[Region pointing data]
......

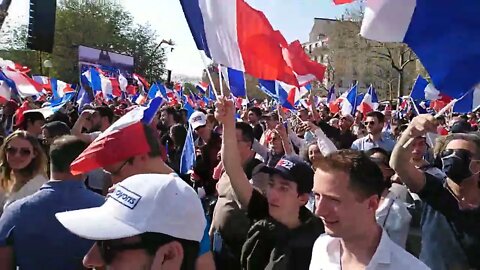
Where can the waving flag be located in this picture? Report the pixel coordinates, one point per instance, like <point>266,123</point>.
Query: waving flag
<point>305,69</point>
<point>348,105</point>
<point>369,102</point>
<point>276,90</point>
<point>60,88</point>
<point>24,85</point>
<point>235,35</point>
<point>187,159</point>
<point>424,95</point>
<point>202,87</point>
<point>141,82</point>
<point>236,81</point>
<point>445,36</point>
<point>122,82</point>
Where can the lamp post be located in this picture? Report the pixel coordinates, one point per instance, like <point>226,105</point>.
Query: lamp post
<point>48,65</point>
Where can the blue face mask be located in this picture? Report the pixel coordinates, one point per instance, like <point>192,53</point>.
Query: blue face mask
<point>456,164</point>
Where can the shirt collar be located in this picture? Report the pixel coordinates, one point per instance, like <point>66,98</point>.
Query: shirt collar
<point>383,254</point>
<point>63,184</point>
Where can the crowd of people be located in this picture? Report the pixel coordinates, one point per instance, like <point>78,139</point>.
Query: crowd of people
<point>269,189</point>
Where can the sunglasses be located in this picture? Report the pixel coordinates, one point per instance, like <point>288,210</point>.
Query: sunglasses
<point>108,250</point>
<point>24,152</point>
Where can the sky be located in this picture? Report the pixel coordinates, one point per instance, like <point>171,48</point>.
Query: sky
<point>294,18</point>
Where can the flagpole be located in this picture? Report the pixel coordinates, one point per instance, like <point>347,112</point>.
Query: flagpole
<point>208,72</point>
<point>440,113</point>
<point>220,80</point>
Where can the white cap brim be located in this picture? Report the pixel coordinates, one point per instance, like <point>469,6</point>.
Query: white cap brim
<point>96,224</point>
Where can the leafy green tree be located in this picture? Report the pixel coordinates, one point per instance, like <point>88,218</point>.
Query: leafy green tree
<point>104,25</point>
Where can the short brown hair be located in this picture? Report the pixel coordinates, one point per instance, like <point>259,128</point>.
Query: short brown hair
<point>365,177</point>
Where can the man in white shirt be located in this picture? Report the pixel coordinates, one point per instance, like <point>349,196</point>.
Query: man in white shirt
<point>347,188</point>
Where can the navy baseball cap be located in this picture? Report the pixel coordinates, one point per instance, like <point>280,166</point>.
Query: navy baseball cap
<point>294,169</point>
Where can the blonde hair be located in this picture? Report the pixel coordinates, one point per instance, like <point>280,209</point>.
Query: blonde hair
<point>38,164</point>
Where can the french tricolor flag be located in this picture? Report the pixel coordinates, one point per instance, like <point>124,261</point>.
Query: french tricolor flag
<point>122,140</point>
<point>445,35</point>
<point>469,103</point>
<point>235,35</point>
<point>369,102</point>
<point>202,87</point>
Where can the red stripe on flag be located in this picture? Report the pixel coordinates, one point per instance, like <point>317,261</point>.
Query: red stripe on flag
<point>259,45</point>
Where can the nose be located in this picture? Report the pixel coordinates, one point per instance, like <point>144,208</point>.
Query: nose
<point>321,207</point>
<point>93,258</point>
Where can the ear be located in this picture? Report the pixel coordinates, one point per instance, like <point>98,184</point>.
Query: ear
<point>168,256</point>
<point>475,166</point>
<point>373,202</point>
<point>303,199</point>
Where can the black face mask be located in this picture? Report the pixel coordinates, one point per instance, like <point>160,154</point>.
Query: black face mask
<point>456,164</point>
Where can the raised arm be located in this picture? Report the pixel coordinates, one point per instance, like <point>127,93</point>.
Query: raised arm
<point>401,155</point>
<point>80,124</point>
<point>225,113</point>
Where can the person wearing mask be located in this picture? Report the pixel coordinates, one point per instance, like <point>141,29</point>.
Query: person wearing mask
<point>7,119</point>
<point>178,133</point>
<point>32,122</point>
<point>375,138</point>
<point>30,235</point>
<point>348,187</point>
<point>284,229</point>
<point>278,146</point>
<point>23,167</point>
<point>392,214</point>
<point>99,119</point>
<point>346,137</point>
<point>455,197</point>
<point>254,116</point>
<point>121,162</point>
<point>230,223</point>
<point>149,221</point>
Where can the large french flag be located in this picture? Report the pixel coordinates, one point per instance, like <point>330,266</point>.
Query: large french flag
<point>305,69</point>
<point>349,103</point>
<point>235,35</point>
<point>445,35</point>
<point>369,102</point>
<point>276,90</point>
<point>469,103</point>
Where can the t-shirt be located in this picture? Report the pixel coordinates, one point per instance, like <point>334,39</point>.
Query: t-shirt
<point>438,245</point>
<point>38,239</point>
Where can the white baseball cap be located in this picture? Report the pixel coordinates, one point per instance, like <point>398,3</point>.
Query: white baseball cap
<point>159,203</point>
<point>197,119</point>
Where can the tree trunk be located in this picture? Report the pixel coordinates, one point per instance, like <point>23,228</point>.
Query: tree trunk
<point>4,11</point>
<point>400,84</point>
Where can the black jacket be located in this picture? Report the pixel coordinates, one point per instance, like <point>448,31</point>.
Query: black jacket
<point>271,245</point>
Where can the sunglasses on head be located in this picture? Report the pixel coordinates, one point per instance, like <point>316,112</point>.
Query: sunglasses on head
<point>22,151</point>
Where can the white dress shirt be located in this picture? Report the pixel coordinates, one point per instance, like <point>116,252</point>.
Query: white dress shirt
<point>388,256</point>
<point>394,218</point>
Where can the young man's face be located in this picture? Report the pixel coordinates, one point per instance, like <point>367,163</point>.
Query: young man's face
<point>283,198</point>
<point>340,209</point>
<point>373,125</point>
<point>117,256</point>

......

• **Exercise description**
Would you copy out every line of the data above exactly, minus the pictures?

• **Solution for this task**
Where can the waving flag be located in this picture? Report the pixel coordinates, one point per instance, like <point>266,123</point>.
Query: waving flag
<point>305,69</point>
<point>348,105</point>
<point>369,102</point>
<point>276,90</point>
<point>60,88</point>
<point>24,85</point>
<point>235,35</point>
<point>187,159</point>
<point>424,95</point>
<point>202,87</point>
<point>141,82</point>
<point>236,81</point>
<point>445,36</point>
<point>122,82</point>
Where can the lamp post be located in this picture? Report the pixel coordinates, one point per instance, like <point>226,105</point>.
Query: lamp post
<point>48,65</point>
Where can the blue face mask be located in this picture? Report the pixel coordinates, one point per instance, like <point>192,53</point>.
Query: blue face mask
<point>456,164</point>
Where can the shirt collar be located in this picture? Report the pixel coordinates, one point per instance, like <point>66,98</point>.
Query: shirt collar
<point>383,254</point>
<point>63,184</point>
Where can the crowd of people be located in this picture? Report the pixel coordinates, one point per instance, like <point>78,139</point>.
Query: crowd of people
<point>269,189</point>
Where can the sunglasses be located in this picture? Report the pixel coordinates, one point per instance, like <point>288,210</point>.
Query: sunglasses
<point>108,250</point>
<point>24,152</point>
Where can the sky be located in this picture? Report the pixel coordinates, one point per instance, like <point>171,48</point>.
Query: sky
<point>294,18</point>
Where can the flagpole be located in this picture? Report the pixel coordinates, one point per instance, like <point>347,112</point>.
Query: flagpole
<point>208,72</point>
<point>440,113</point>
<point>220,80</point>
Where can the white cap brim be located in this picture? Report the pixel coordinates, one point per instance, like <point>469,6</point>.
Query: white cap brim
<point>96,224</point>
Where can the leafy green tree be located in this picture? Report the pixel coordinates, one point per instance, like <point>88,218</point>.
Query: leafy green tree
<point>104,25</point>
Where can the short brown hair be located in this picture? Report the pixel coordinates, one point per instance, like <point>259,128</point>.
Query: short brown hair
<point>365,177</point>
Where can the man in white shirt be located in this picture? Report the pixel coordinates, one point per instance, like <point>349,196</point>.
Query: man in white shirt
<point>347,188</point>
Where can the navy baseball cap be located in this picture? Report the pixel coordinates, one point per instance, like <point>280,166</point>.
Query: navy baseball cap
<point>294,169</point>
Where can the blonde hair be located in this picture? Report the pixel coordinates, one point per instance, like <point>280,209</point>.
Query: blonde hair
<point>38,164</point>
Where can the french tricolor flag be located in this picture? Report the pixel coordinates, one point per instance, like <point>124,261</point>.
Query: french tricolor flag
<point>122,140</point>
<point>445,35</point>
<point>469,103</point>
<point>235,35</point>
<point>369,102</point>
<point>202,87</point>
Where can the red stripe on flag be located in this picture? Report the pixel coordinates, one point per instance, like <point>317,261</point>.
Query: red stripe on flag
<point>259,45</point>
Where can the nose be located in this picture? Report the pixel coordinates, one point per instance, like <point>144,208</point>.
Query: nose
<point>321,207</point>
<point>93,258</point>
Where can the ear be located in this picture? Report the pixel coordinates, one point per instance, like <point>98,184</point>.
Query: ear
<point>168,256</point>
<point>475,166</point>
<point>373,202</point>
<point>303,199</point>
Where can the black face mask be located in this picture? Report the pixel coordinates, one point per instance, like <point>160,154</point>.
Query: black face mask
<point>456,164</point>
Where can the raised arm be located in this picture? Report the pixel coordinates, one point per instance, like <point>127,93</point>.
Query: raised arm
<point>401,155</point>
<point>80,124</point>
<point>225,113</point>
Where can the person wearing mask be located in this picture? Report the pixel coordinates, one point per instance, like <point>141,29</point>.
Query: person wearing mask
<point>7,119</point>
<point>178,133</point>
<point>32,122</point>
<point>375,138</point>
<point>30,235</point>
<point>348,187</point>
<point>284,229</point>
<point>278,146</point>
<point>23,167</point>
<point>392,214</point>
<point>99,119</point>
<point>346,137</point>
<point>455,197</point>
<point>254,116</point>
<point>121,162</point>
<point>230,223</point>
<point>149,221</point>
Where can the large french flag be located in this picture? Report the pixel coordinates, one point per instance, like <point>330,266</point>.
Query: large french flag
<point>305,69</point>
<point>349,103</point>
<point>235,35</point>
<point>445,35</point>
<point>369,102</point>
<point>276,90</point>
<point>469,103</point>
Where can the t-shirt be located in this picture? Report the pixel coordinates, one point per instance, like <point>334,39</point>.
Query: t-shirt
<point>438,245</point>
<point>38,239</point>
Where can the white baseball cap be located in this picture? Report the pixel coordinates, one point per instance, like <point>398,3</point>.
Query: white baseball cap
<point>159,203</point>
<point>197,119</point>
Where can the tree trunk be located in this picture? Report the pixel coordinates, one point per instance, like <point>23,228</point>.
Query: tree trunk
<point>4,11</point>
<point>400,84</point>
Where can the black jacket be located in this picture? Report the pixel coordinates, one point per instance, like <point>448,31</point>.
Query: black jacket
<point>271,245</point>
Where can the sunglasses on head be located in this picture? Report the pixel coordinates, one point per instance, like <point>316,112</point>.
Query: sunglasses on head
<point>22,151</point>
Where can the white dress shirt be located in this picture? Report the pixel coordinates, one point per instance, like <point>116,252</point>.
Query: white dress shirt
<point>388,256</point>
<point>394,218</point>
Where can the young man's face be located in this picture? Report the pixel coordinates, one point per instance, like <point>367,163</point>.
Query: young man's face
<point>283,198</point>
<point>340,209</point>
<point>373,125</point>
<point>117,256</point>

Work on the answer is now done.